O sucesso da estratégia fez com que o estilo Doria fosse copiado por políticos Brasil afora e o projetasse a voos mais altos no ano que vem, para presidente ou governador de São Paulo. Nos bastidores, o prefeito, que já foi chamado de presidente por um secretário, prepara seu vice, o também tucano Bruno Covas, para assumir o comando da cidade em um ano, caso decida se licenciar para disputar uma nova eleição. E o vice já tem condições de assumir a Prefeitura? “Bruno está pronto para tudo. Foi eleito com a mesma votação que eu, tem uma trajetória brilhante na vida política e é neto do Mario Covas”, diz Doria.

Cada vez mais próximo do prefeito, o neto do ex-governador Mario Covas, que também administrou a capital (1983-1986), mudou seus hábitos para se aproximar da figura de gestor e descolar do político. Assim como Doria, acorda antes das 6 horas para se exercitar antes de chegar, por volta das 8 horas, à Prefeitura (diz já ter perdido oito quilos). Aos fins de semana, ao lado do chefe, usa roupa de gari e varre ruas, faz calçadas, planta árvores e apaga pichações. Na última segunda-feira, até experimentou ser prefeito ao participar de uma agenda oficial com o governador Alckmin na capital a pedido de Doria, que ficou no gabinete.

▶ [TRECHOS DOS REGISTROS]:
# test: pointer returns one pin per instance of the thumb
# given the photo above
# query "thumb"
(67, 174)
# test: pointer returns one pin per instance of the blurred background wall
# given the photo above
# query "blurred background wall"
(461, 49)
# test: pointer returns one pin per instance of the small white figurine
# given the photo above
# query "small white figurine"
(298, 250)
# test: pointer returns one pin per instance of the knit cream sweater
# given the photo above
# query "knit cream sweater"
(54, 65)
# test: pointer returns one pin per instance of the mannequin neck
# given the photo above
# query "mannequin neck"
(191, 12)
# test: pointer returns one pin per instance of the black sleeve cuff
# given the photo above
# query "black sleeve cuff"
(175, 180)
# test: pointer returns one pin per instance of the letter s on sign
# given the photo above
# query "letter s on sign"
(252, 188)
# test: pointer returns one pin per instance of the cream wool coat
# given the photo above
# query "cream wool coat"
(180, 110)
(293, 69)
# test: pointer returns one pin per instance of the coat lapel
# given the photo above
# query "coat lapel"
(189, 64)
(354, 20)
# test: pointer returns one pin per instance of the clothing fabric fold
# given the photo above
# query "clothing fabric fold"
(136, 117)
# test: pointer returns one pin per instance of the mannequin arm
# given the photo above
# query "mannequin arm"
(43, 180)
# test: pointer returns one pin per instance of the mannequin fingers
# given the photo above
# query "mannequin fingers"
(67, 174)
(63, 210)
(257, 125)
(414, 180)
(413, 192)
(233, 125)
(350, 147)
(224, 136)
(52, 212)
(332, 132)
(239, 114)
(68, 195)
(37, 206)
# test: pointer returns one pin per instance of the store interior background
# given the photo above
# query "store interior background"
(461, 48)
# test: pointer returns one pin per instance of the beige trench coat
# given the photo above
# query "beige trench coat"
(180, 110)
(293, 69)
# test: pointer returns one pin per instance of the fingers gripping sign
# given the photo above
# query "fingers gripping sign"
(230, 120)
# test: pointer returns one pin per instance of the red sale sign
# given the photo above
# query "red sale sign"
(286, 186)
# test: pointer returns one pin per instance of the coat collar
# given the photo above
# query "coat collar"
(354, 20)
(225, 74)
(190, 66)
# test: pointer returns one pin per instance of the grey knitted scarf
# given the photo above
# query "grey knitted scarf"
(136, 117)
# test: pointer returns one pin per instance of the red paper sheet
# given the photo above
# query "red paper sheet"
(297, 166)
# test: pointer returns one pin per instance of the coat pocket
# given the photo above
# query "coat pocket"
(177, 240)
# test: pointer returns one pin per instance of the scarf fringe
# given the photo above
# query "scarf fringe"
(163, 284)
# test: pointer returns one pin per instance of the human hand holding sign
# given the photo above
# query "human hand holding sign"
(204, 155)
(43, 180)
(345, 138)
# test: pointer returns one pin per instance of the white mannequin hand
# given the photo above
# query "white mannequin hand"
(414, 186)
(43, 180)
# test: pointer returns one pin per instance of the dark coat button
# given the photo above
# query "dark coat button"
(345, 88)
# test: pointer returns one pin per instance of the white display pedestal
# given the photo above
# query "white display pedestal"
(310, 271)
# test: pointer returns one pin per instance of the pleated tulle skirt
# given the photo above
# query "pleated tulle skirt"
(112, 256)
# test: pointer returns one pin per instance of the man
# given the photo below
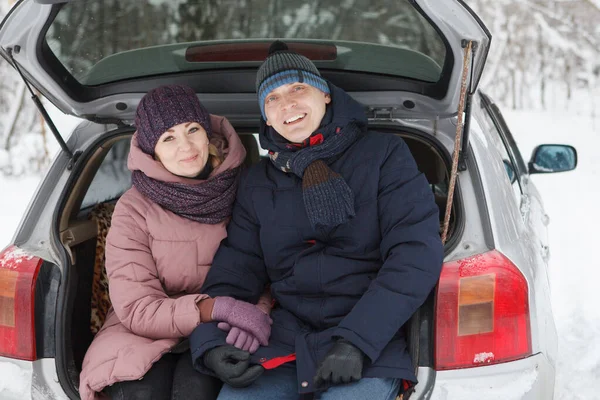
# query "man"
(345, 229)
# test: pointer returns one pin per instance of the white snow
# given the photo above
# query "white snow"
(505, 388)
(572, 201)
(14, 381)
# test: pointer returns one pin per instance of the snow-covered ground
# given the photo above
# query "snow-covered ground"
(570, 200)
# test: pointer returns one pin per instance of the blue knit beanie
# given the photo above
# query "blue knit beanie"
(283, 66)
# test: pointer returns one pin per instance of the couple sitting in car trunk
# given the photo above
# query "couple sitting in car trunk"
(298, 285)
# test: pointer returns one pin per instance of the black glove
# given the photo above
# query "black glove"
(232, 365)
(342, 364)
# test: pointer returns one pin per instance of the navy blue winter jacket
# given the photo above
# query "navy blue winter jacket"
(360, 281)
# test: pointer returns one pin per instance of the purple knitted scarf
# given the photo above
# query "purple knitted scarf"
(208, 202)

▶ [TAREFAS]:
1. Traduza para o inglês a frase do texto da página "Aos fins de semana, ao lado do chefe, usa roupa de gari e varre ruas, faz calçadas, planta árvores e apaga pichações."
2. Responda com base no texto da página:
(a) Para quais cargos o sucesso da estratégia poderia projetar Doria no ano que vem?
(b) Em que período Mario Covas administrou a capital?
(c) Por volta de que horas Bruno Covas chega à Prefeitura?
3. Cite o trecho do texto da página que começa em "Cada vez mais" e termina em "ficou no gabinete.".
Não é preciso consultar os registros.

▶ [RESPOSTAS POR TAREFA]:
1. On weekends, alongside his boss, he wears a street sweeper's uniform and sweeps streets, builds sidewalks, plants trees, and removes graffiti.

2.
(a) Presidente ou governador de São Paulo.
(b) De 1983 a 1986.
(c) Por volta das 8 horas.

3.
Cada vez mais próximo do prefeito, o neto do ex-governador Mario Covas, que também administrou a capital (1983-1986), mudou seus hábitos para se aproximar da figura de gestor e descolar do político. Assim como Doria, acorda antes das 6 horas para se exercitar antes de chegar, por volta das 8 horas, à Prefeitura (diz já ter perdido oito quilos). Aos fins de semana, ao lado do chefe, usa roupa de gari e varre ruas, faz calçadas, planta árvores e apaga pichações. Na última segunda-feira, até experimentou ser prefeito ao participar de uma agenda oficial com o governador Alckmin na capital a pedido de Doria, que ficou no gabinete.